*YOUR OBJECTIVE*
Omit images. Retype all entries verbatim.

SUPPLIED DATA section start

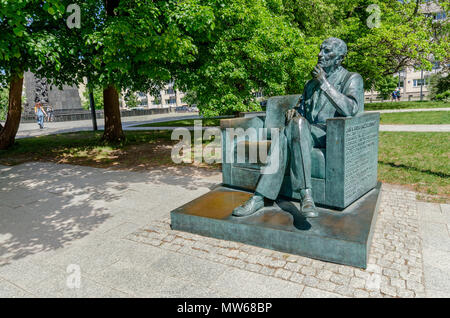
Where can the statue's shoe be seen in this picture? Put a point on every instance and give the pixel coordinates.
(309, 209)
(251, 206)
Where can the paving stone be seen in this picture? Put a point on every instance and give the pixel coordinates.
(388, 290)
(293, 267)
(310, 292)
(310, 281)
(360, 293)
(340, 279)
(282, 273)
(356, 282)
(326, 285)
(399, 283)
(324, 274)
(297, 278)
(247, 284)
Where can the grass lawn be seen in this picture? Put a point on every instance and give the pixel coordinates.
(417, 160)
(417, 118)
(206, 122)
(142, 150)
(405, 105)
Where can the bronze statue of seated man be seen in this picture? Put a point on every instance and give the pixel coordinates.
(333, 92)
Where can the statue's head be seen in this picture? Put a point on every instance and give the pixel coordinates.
(332, 53)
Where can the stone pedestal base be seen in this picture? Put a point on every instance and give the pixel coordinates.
(342, 237)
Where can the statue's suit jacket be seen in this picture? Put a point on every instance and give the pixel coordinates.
(317, 103)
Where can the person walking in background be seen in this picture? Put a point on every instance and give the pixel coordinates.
(398, 95)
(40, 112)
(394, 96)
(50, 114)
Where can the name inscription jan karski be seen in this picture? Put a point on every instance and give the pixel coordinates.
(360, 158)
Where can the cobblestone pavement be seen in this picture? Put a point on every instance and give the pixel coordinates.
(395, 266)
(446, 109)
(32, 130)
(114, 227)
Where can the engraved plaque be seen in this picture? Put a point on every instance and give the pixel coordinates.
(352, 158)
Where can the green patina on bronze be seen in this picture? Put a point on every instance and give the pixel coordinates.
(327, 145)
(336, 236)
(326, 150)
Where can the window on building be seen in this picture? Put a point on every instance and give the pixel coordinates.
(171, 101)
(440, 15)
(157, 100)
(436, 65)
(418, 82)
(170, 91)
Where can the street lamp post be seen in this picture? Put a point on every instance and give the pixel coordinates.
(92, 106)
(421, 85)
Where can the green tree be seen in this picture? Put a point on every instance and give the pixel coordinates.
(3, 102)
(28, 42)
(403, 38)
(127, 45)
(439, 86)
(98, 98)
(241, 47)
(385, 86)
(131, 99)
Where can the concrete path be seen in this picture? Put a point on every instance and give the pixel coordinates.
(385, 111)
(70, 231)
(398, 128)
(32, 129)
(415, 128)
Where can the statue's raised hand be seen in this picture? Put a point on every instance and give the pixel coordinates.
(291, 113)
(319, 74)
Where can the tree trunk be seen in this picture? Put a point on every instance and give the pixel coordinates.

SUPPLIED DATA section end

*ANSWER BOX*
Where can the statue's shoe be seen in this picture? Put a point on every instance and give the pixel coordinates.
(309, 209)
(251, 206)
Where can the paving stone be seen in this picture? Put a point on every instance and give the pixel coordinates.
(388, 290)
(293, 267)
(310, 292)
(310, 281)
(360, 293)
(340, 279)
(282, 273)
(356, 282)
(326, 285)
(399, 283)
(324, 274)
(297, 278)
(247, 284)
Where can the grass lawn be seen in this picture? Put a point on every instance and give the pixel coordinates.
(417, 160)
(417, 118)
(206, 122)
(142, 150)
(405, 105)
Where can the bronze statue of seated man be seen in this picture? Put a point on every instance and give the pixel coordinates.
(333, 92)
Where can the statue's head be seen in this picture? Put a point on every instance and give the pixel coordinates.
(332, 53)
Where can the stone pedestal base be seen in this picture? Put a point on every instance and give the pixel coordinates.
(342, 237)
Where can the statue's suit jacket be seen in this picture? Put a point on every instance and give the pixel coordinates.
(317, 103)
Where can the person walking in background be seen in this picture? Put a point on every instance and give the pixel coordinates.
(398, 95)
(40, 112)
(394, 96)
(50, 114)
Where can the name inscription jan karski be seen in this picture? Put a point on every instance and give the pixel coordinates.
(360, 158)
Where can the cobblestone pavement be seen in this picture? Put a point on every instance and give the pixel coordinates.
(395, 266)
(446, 109)
(32, 130)
(114, 227)
Where can the engraved plaque be seen in this picture? Put a point on every instance and give the pixel coordinates.
(352, 158)
Where can the green patina on bronze be seen in this picture? Put a point on every instance and give the pixel coordinates.
(327, 145)
(336, 236)
(326, 150)
Where can the window on building be seen in this picture? Put a point on every instance and give the pixel coordinates.
(171, 101)
(440, 15)
(157, 100)
(436, 65)
(418, 82)
(170, 91)
Where can the street lamp post be seen in this picture? Put a point on every instance and give the pixel coordinates.
(92, 106)
(421, 85)
Where can the green tree be seen in this picture? Put a point on every instance and give the pixel coordinates.
(3, 102)
(28, 42)
(403, 38)
(127, 45)
(439, 86)
(98, 98)
(241, 47)
(385, 86)
(131, 99)
Where can the concrete path be seen in this picture? Put a point on every instance and give the pixel coordinates.
(385, 111)
(70, 231)
(398, 128)
(32, 129)
(415, 128)
Where can the statue's raised hand be seen in this picture? Put a point on every instance and give the pixel coordinates.
(291, 113)
(319, 74)
Where can the tree trunk be seen in this picture? Put a point on every instance and give the pixel coordinates.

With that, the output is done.